▸ PASSAGE:
##########
No, that's not a rehash of the Aug. 22 Republican primary, where Palin steamrolled Gov. Frank Murkowski to win the party's nomination for governor.
Those were the headlines 10 years ago, when Palin beat incumbent John Stein to become mayor of Wasilla.
Palin's campaign then strongly echoes her message now. Today's slogans - "Take a Stand" and "New Energy for Alaska" - are variations of the same theme that got her elected a decade ago.
While her song is not new, it may be timely. Palin is looking to catapult into office this year on an electorate soured by scandal.
"I've been blessed with the right timing here," Palin said. "There's no doubt that Alaskans right now are dealing in an atmosphere of distrust of government and industry."
While Republicans nationwide worry what voters may do at the polls Nov. 7, Palin is an exception. The 42-year-old mother of four made it this far by running against the grain of the Republican party.
##########
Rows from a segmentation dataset
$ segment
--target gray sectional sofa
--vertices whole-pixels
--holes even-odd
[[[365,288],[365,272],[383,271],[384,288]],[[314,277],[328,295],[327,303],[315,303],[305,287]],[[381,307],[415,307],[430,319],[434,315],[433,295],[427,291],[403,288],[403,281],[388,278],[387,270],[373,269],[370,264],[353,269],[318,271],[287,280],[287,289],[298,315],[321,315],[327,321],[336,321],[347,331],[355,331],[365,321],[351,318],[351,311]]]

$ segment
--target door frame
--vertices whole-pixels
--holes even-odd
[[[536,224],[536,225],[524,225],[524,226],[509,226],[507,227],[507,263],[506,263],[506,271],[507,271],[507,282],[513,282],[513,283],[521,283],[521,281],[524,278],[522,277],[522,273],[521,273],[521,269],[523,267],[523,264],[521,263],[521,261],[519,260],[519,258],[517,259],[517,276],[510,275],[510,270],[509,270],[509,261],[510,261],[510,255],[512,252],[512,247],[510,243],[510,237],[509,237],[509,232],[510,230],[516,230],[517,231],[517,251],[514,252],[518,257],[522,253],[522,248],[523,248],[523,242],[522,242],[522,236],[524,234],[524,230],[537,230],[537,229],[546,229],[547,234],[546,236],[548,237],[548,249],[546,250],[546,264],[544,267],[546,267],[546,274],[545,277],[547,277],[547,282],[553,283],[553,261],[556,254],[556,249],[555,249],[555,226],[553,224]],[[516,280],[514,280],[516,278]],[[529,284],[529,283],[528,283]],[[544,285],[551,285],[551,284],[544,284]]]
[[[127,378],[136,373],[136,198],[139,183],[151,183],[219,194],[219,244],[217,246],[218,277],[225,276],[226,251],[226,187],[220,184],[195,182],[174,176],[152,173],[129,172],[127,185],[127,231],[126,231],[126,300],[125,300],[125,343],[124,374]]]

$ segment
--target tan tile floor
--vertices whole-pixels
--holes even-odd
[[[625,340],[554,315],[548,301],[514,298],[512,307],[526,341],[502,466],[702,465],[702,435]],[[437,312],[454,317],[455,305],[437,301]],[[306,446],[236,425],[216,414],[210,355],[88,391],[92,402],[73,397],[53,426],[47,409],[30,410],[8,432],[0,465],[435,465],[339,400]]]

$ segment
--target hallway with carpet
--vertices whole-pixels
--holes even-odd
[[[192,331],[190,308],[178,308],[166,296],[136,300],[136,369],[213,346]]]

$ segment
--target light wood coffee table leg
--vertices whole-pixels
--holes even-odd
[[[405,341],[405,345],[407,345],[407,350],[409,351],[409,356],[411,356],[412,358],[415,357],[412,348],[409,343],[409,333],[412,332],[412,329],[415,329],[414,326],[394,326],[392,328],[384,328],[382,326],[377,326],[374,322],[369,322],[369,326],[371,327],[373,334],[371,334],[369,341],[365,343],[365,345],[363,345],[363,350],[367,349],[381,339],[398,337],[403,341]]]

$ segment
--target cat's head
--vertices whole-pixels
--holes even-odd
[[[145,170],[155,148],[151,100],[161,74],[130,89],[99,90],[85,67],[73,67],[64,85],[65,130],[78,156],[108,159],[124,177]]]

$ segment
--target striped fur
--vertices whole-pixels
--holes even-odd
##########
▸ TASKS TO CARRY OUT:
a: In the passage on Palin, which incumbent did Palin defeat to become mayor of Wasilla?
b: Please list every person named in the passage on Palin.
c: Transcribe the passage on Palin, starting with "Those were the" and going on through "the Republican party.".

▸ ANSWERS IN ORDER:
a: John Stein

b: Palin, Frank Murkowski, John Stein

c:
Those were the headlines 10 years ago, when Palin beat incumbent John Stein to become mayor of Wasilla.
Palin's campaign then strongly echoes her message now. Today's slogans - "Take a Stand" and "New Energy for Alaska" - are variations of the same theme that got her elected a decade ago.
While her song is not new, it may be timely. Palin is looking to catapult into office this year on an electorate soured by scandal.
"I've been blessed with the right timing here," Palin said. "There's no doubt that Alaskans right now are dealing in an atmosphere of distrust of government and industry."
While Republicans nationwide worry what voters may do at the polls Nov. 7, Palin is an exception. The 42-year-old mother of four made it this far by running against the grain of the Republican party.